Task: Your output should be the lines of the data that follow, reproduced exactly from the first through the line bearing "the person's arm.".

Excerpted records:
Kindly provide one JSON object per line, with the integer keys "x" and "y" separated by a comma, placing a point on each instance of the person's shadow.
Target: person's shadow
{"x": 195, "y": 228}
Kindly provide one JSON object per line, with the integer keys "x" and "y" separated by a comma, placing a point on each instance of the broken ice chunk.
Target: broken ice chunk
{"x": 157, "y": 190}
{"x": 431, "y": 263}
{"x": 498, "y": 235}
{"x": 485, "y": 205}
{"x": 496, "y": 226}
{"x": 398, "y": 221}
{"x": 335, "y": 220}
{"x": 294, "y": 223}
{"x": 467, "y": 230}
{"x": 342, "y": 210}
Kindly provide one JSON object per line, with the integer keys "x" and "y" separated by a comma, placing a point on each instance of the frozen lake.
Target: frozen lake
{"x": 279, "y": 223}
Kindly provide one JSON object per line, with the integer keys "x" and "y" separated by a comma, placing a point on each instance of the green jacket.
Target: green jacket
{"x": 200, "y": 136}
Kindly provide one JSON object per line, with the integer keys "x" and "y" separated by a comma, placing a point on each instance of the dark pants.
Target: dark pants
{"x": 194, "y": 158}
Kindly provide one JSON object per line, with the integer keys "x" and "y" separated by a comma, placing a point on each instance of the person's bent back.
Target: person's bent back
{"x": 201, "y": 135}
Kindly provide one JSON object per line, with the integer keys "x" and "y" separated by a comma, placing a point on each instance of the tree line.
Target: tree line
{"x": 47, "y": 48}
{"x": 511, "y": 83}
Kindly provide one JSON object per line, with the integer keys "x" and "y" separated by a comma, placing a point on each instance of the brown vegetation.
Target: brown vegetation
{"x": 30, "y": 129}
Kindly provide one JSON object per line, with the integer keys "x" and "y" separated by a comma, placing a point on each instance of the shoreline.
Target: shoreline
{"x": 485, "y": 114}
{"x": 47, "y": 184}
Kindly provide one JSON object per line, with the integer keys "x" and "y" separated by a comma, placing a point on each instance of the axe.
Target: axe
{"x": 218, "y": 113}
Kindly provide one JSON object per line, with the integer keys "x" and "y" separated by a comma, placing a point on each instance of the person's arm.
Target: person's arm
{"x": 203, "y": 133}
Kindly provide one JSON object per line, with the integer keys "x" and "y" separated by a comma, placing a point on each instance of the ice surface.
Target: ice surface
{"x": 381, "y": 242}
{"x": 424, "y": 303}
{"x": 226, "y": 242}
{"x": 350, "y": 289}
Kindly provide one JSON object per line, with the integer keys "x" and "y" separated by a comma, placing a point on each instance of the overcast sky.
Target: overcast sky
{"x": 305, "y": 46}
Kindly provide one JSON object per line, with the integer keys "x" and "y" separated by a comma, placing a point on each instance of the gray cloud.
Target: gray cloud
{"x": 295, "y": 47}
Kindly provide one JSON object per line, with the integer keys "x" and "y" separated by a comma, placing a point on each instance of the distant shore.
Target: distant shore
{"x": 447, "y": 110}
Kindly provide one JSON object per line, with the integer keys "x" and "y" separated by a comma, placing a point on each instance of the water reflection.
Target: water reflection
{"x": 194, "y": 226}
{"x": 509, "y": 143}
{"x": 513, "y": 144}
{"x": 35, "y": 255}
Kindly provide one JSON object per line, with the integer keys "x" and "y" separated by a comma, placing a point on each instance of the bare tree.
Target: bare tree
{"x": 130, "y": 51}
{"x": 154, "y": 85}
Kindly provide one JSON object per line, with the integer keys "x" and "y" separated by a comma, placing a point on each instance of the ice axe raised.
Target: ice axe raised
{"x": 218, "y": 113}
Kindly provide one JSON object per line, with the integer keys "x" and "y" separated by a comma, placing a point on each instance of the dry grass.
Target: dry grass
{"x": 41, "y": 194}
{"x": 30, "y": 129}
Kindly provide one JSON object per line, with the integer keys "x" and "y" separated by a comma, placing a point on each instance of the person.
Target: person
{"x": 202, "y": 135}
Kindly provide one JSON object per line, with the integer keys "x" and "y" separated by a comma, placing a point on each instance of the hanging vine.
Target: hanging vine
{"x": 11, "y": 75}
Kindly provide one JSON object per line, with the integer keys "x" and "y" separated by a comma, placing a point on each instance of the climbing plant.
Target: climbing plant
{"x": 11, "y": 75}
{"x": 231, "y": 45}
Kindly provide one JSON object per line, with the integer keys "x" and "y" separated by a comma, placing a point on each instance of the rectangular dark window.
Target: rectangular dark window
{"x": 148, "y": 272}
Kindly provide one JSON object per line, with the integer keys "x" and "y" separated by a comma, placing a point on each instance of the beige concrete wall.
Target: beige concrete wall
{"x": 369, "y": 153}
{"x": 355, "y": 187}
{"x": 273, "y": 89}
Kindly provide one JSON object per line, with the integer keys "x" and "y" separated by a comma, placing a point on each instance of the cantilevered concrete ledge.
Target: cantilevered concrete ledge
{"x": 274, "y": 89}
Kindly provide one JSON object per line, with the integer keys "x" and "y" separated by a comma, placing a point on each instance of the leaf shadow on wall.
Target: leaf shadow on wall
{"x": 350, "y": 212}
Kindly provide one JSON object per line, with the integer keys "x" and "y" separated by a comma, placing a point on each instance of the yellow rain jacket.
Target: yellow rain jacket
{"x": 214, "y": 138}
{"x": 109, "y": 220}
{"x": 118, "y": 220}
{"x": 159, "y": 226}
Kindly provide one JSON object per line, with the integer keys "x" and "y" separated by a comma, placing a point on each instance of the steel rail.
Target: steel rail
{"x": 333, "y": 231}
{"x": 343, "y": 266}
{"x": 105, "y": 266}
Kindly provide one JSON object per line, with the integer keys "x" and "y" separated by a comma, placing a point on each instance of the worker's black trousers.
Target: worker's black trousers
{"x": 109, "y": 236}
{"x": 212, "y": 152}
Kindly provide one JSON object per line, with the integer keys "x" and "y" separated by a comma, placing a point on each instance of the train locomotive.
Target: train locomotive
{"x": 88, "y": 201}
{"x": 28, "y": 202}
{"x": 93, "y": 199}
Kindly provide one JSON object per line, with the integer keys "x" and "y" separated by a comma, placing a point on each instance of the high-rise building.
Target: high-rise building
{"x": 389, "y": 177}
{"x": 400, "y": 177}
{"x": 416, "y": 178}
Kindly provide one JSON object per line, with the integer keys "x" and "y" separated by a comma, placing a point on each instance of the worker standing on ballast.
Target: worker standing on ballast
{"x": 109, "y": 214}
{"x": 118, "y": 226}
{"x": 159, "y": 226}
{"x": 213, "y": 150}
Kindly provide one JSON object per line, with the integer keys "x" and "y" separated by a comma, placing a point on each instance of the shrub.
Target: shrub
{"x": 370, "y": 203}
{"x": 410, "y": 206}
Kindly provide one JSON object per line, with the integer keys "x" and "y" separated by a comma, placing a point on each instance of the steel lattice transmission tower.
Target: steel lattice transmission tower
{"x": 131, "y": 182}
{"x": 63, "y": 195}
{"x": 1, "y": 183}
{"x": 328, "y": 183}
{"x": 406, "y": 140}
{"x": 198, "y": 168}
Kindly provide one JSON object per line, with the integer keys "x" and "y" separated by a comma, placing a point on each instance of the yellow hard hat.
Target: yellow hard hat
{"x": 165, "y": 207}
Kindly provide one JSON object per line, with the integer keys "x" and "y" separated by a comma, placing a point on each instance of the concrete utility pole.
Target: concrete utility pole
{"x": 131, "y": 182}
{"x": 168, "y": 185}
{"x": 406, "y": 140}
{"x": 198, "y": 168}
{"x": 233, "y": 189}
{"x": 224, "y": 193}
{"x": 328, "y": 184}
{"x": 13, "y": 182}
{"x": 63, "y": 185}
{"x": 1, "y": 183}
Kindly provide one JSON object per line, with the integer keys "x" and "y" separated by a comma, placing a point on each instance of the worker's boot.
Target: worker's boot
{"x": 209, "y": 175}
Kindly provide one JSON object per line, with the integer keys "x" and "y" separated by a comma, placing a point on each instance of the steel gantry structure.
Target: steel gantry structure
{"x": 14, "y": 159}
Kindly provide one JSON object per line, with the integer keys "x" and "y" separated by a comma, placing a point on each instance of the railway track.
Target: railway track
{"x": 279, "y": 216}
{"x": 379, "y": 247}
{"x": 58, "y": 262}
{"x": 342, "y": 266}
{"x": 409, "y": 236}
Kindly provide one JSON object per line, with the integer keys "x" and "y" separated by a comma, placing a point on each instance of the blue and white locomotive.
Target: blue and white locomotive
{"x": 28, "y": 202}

Finished exercise:
Kindly provide one JSON object per line, with the integer keys "x" and "y" separated by a comma, placing a point on each instance of the person's shadow.
Target: person's shadow
{"x": 195, "y": 228}
Kindly provide one JSON object per line, with the integer keys "x" and "y" separated by a comma, placing a point on each instance of the broken ice chunk.
Target: broken ice chunk
{"x": 157, "y": 190}
{"x": 431, "y": 263}
{"x": 498, "y": 235}
{"x": 485, "y": 205}
{"x": 496, "y": 226}
{"x": 398, "y": 221}
{"x": 335, "y": 220}
{"x": 294, "y": 223}
{"x": 467, "y": 230}
{"x": 342, "y": 210}
Kindly provide one JSON object per line, with the integer keys "x" and "y" separated by a comma, placing a point on each instance of the frozen lake.
Target: frozen lake
{"x": 279, "y": 223}
Kindly provide one JSON object per line, with the integer keys "x" and "y" separated by a comma, placing a point on each instance of the green jacket.
Target: green jacket
{"x": 200, "y": 136}
Kindly provide one JSON object per line, with the integer keys "x" and "y" separated by a comma, placing a point on each instance of the dark pants.
Target: dark pants
{"x": 194, "y": 158}
Kindly provide one JSON object per line, with the integer keys "x" and "y" separated by a comma, placing a point on each instance of the person's bent back.
Target: person's bent back
{"x": 201, "y": 135}
Kindly provide one JSON object per line, with the integer keys "x" and "y" separated by a comma, placing a point on each instance of the tree line.
Target: tree line
{"x": 47, "y": 48}
{"x": 511, "y": 83}
Kindly provide one JSON object per line, with the integer keys "x" and "y" separated by a comma, placing a point on each instance of the brown vegetation.
Target: brown vegetation
{"x": 30, "y": 129}
Kindly provide one JSON object per line, with the integer keys "x" and "y" separated by a comma, placing a point on each instance of the shoreline.
Target: shoreline
{"x": 485, "y": 114}
{"x": 47, "y": 184}
Kindly provide one JSON object per line, with the integer keys "x" and "y" separated by a comma, placing a point on each instance of the axe.
Target: axe
{"x": 218, "y": 113}
Kindly provide one JSON object per line, with the integer keys "x" and "y" separated by a comma, placing a point on each instance of the person's arm.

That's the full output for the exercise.